--- TEXT SECTION ---
Sir: I write to protest the increasing prevalence of irony, and even outright sarcasm, on the Internet. If people will not say what they mean, how are we to know whether they mean what they say? Indeed, I might almost go so far as to say that some of the statements on the World-Wide Web might be construed as exaggeration. Although I do not believe it myself, I have even heard some readers complain of understatement in some of the darker corners of the Web.

It must be the relative anonymity of Internet communication that encourages such dishonesty, since obviously no one would ever dream of being dishonest in real life. But is that dishonesty really necessary? Whatever idea you wish to express, there must be a million billion ways to say it. The English language, after all, has one or two synonyms in its arsenal.

I call for a National Board of Review, similar to the one that, in earlier and better times, reviewed movies for objectionable content, to review all comments, blog posts, and instant messages on the Internet. Such a board would be authorized specifically to root out sarcasm, exaggeration, and understatement; but I see no reason to limit the extent of its powers, since obviously no government body charged with prior censorship would ever abuse its authority. Countless millions of lives are at stake here, and surely the minimal effort of reading all the electronic communications in the world is a small price to pay for our security.

Xenophon M. Kranck,


  1. “The English language, after all, has one or two synonyms in its arsenal.”

    Surely, he exaggerates . . .

    Jeffery Hodges

    * * *

  2. Clay Potts says:

    Dear Mr. Kranck

    I share your concerns, so much so, I have invented a device capable of extracting the truth from the most severely sarcastic, exaggerated, and understated of internet ramblings. It works on the very sound principle, “if you wish to find the truth in a statement, read between the lines”.

--- SET OF TASKS ---
• A. Answer these questions from the text on Internet sarcasm:
(i) What body does Xenophon M. Kranck call for?
(ii) Whose name appears under the comment "Surely, he exaggerates . . ."?
(iii) What does Clay Potts say he has invented?
• B. In the text on Internet sarcasm, list everything the proposed board would be specifically authorized to root out.
Please answer using only the text on Internet sarcasm.

--- MATERIAL SHOWN ---
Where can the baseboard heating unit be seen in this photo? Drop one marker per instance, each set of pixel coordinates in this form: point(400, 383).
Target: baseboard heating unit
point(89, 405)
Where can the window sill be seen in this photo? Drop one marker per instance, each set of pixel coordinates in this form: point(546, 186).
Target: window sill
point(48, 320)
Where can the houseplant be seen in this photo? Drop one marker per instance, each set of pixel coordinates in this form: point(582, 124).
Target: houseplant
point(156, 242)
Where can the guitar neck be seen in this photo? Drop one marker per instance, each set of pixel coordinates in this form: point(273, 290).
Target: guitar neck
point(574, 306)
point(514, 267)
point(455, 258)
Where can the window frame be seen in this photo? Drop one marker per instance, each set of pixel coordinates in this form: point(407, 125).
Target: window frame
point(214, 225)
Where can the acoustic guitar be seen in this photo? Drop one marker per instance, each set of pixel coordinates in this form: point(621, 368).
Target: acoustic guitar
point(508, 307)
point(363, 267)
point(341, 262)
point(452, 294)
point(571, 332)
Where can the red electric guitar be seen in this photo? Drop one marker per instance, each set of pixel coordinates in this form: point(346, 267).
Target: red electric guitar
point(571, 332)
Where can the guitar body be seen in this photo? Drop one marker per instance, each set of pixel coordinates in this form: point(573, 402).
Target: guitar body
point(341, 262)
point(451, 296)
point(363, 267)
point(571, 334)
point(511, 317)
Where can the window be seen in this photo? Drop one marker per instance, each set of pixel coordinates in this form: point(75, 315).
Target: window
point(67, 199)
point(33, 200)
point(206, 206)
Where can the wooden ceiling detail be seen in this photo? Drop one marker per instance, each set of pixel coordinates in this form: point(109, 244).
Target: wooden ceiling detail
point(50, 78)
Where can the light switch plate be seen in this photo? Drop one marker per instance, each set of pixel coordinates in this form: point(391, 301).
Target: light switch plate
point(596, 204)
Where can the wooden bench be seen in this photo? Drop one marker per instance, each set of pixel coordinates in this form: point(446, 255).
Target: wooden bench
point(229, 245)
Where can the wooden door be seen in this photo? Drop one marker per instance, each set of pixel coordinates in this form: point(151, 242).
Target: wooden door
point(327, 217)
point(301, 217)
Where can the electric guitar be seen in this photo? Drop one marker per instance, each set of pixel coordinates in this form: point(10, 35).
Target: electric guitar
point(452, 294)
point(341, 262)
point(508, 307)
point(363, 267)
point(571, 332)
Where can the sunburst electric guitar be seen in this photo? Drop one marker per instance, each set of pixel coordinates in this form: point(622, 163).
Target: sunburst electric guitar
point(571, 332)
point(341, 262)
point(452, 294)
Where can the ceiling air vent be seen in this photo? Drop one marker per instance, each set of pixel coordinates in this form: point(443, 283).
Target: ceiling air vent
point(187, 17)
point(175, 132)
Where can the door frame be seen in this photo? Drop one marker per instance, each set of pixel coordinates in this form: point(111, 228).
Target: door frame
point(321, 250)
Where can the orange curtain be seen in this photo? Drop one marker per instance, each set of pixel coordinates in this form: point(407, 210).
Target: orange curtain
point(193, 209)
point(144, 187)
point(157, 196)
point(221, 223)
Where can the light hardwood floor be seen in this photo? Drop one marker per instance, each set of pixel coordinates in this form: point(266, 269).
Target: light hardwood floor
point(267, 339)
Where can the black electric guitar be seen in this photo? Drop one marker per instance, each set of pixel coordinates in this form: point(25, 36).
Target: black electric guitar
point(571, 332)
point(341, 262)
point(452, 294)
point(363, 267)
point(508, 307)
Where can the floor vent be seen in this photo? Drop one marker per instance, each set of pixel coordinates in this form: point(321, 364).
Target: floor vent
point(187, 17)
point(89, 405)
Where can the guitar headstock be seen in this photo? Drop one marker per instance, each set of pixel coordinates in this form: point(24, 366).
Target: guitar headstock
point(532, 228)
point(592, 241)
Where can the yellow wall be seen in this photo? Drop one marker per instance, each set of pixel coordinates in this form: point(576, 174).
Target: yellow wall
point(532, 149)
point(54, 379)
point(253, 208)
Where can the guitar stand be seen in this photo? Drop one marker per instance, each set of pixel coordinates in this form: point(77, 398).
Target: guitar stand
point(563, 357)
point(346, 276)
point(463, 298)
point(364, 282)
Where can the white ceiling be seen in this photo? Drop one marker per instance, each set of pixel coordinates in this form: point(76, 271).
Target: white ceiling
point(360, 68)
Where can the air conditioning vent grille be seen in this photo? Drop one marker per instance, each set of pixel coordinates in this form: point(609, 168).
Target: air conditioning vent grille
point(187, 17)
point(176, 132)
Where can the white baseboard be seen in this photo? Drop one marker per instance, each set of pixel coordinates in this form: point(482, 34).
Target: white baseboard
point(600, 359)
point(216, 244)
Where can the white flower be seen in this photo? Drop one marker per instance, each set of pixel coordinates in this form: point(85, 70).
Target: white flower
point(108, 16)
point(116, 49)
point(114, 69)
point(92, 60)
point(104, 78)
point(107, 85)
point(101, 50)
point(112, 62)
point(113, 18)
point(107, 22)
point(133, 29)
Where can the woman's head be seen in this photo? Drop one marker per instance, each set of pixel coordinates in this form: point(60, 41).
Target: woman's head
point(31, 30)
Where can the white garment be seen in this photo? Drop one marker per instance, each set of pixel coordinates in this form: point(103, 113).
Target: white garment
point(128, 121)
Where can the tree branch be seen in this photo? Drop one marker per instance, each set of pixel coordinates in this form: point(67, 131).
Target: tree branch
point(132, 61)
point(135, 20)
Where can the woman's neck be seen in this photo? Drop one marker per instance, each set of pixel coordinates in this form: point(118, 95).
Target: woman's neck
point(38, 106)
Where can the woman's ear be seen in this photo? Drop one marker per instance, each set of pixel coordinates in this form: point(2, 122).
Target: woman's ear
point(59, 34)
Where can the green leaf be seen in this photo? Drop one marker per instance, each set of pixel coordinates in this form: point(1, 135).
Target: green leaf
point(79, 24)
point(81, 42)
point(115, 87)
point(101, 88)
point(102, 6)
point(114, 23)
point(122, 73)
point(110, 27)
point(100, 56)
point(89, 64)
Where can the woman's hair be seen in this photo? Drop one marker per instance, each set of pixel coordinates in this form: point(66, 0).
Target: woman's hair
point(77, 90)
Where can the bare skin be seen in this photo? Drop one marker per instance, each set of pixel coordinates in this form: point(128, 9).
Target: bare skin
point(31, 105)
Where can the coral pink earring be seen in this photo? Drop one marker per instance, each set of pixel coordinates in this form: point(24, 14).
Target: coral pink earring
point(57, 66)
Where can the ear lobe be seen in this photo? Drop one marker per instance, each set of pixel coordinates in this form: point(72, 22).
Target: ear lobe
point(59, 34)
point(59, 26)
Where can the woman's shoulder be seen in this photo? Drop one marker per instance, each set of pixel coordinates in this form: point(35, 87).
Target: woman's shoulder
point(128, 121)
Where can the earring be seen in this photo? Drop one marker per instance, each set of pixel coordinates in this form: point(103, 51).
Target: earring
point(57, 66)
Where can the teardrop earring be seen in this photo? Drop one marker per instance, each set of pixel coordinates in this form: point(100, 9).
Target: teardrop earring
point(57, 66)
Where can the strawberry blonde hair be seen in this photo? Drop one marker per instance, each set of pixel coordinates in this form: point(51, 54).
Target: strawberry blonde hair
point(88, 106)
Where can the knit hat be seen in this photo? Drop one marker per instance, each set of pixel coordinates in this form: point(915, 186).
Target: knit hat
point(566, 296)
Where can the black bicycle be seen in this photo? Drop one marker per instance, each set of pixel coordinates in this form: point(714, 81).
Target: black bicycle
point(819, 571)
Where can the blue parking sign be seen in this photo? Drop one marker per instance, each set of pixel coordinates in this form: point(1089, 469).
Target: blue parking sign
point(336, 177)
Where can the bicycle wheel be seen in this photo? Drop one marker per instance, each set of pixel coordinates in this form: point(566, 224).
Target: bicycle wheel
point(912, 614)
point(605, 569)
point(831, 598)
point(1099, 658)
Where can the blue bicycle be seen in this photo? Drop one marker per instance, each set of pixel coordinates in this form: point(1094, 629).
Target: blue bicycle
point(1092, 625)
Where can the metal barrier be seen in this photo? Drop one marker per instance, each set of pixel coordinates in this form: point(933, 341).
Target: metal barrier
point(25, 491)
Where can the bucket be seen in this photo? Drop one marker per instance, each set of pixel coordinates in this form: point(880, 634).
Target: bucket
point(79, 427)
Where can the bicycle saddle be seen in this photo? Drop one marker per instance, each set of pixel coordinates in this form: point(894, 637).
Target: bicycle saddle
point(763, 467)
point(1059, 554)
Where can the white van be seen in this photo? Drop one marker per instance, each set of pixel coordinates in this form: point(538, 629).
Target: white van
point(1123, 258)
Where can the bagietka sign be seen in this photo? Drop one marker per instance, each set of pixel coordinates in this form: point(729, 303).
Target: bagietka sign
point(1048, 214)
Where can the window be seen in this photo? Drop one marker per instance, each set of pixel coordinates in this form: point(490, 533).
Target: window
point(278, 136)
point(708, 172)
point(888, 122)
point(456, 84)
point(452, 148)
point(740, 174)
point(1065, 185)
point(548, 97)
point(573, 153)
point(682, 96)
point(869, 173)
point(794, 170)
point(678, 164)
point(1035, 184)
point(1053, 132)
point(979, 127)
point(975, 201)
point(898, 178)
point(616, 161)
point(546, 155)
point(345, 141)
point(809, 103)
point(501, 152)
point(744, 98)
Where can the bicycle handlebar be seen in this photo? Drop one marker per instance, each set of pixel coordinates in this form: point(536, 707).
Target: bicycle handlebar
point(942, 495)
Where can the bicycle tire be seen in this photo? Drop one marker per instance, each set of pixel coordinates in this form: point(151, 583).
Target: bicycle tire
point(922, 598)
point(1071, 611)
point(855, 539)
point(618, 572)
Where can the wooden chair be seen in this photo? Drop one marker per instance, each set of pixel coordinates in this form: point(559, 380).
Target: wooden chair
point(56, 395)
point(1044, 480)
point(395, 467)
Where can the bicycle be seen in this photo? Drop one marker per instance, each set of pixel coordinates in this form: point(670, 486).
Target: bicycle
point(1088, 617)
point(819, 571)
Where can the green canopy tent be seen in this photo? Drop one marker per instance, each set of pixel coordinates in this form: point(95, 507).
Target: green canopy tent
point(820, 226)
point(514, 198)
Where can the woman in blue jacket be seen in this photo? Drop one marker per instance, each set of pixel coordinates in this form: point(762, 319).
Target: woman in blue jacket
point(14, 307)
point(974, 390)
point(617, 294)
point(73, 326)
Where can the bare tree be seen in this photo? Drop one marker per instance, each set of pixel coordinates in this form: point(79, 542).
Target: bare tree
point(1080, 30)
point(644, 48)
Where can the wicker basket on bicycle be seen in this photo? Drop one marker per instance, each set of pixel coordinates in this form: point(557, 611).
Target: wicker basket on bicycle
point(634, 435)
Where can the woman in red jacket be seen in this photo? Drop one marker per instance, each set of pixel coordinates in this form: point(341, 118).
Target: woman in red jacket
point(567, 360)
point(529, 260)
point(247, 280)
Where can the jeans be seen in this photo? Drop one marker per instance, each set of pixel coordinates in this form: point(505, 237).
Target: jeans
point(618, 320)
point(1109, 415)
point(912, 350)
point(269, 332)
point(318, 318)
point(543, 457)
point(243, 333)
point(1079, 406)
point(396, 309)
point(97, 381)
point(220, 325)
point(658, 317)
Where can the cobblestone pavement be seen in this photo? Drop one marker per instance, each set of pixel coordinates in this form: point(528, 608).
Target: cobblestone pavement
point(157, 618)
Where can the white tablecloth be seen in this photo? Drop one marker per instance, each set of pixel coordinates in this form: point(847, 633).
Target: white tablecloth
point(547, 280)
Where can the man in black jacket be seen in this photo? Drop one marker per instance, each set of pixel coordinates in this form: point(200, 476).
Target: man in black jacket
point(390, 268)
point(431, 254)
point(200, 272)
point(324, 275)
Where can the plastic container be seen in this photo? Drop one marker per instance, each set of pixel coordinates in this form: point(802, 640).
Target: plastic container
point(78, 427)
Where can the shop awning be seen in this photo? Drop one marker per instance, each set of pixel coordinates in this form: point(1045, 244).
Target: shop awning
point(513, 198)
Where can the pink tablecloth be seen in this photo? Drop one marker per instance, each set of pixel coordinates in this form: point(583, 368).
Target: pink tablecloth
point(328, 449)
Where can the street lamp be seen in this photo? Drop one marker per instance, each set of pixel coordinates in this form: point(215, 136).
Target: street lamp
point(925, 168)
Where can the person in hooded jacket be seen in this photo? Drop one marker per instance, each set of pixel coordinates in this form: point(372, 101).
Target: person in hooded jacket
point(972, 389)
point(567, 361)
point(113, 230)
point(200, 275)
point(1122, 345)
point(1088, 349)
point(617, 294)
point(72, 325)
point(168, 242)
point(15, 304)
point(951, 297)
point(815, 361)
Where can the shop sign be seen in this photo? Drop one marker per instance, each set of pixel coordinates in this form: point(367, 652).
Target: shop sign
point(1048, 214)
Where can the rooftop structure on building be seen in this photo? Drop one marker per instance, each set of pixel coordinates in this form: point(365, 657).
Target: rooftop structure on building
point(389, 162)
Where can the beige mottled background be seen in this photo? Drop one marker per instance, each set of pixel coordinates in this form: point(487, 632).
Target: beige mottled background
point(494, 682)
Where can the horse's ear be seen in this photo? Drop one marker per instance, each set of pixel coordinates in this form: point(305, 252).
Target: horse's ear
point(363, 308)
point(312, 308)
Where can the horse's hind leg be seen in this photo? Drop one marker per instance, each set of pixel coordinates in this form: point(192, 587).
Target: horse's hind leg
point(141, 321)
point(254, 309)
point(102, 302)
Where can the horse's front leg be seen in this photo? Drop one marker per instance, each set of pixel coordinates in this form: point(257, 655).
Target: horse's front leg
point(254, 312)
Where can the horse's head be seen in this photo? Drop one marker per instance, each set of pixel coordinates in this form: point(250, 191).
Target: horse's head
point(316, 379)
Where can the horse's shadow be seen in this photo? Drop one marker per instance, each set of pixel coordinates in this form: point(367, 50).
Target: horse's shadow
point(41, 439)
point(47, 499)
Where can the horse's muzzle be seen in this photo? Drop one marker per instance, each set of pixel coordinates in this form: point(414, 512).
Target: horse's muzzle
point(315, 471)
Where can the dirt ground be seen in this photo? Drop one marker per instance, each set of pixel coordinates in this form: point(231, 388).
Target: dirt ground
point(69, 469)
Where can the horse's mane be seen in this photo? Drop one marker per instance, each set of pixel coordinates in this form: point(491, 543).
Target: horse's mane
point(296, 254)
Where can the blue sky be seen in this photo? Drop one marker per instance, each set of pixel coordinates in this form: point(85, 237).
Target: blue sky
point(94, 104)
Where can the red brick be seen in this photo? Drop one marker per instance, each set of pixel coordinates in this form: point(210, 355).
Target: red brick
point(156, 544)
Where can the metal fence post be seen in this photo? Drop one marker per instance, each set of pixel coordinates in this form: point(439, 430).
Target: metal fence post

--- ANSWERS BY TASK ---
• A.
(i) A National Board of Review.
(ii) Jeffery Hodges.
(iii) A device capable of extracting the truth from the most severely sarcastic, exaggerated, and understated of internet ramblings.

• B. Sarcasm, exaggeration, understatement